Exercise description ▸ How many lines in the rows below contain the word "green"? Reply with the number alone.

-- start Raw records --

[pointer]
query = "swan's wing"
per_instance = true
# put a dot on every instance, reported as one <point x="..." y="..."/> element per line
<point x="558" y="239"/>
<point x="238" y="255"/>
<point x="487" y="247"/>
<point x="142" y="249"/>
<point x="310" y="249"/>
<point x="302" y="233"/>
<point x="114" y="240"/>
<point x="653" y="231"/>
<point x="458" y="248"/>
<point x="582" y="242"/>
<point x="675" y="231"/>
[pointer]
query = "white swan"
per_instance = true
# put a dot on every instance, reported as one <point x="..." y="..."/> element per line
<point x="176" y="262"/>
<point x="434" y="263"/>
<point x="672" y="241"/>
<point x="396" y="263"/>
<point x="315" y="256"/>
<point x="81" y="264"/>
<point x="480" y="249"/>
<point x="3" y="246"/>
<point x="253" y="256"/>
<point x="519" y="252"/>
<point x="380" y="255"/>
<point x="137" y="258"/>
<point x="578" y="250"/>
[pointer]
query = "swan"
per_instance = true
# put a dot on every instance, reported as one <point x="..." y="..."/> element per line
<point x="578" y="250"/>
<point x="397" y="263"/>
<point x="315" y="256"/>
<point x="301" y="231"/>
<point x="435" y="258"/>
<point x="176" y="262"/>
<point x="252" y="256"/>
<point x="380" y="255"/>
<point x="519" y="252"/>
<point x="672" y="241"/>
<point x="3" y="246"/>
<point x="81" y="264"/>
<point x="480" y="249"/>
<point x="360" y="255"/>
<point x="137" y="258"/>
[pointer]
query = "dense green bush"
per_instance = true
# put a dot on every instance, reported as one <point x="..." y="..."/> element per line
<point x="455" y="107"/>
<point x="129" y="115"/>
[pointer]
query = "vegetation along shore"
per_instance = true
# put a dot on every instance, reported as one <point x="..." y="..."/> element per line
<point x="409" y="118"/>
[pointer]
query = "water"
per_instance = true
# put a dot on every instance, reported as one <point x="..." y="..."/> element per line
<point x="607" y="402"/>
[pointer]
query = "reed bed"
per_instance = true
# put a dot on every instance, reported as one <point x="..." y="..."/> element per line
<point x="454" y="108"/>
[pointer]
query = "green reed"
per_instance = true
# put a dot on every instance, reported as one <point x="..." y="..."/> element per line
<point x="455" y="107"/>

-- end Raw records --

Written solution ▸ 2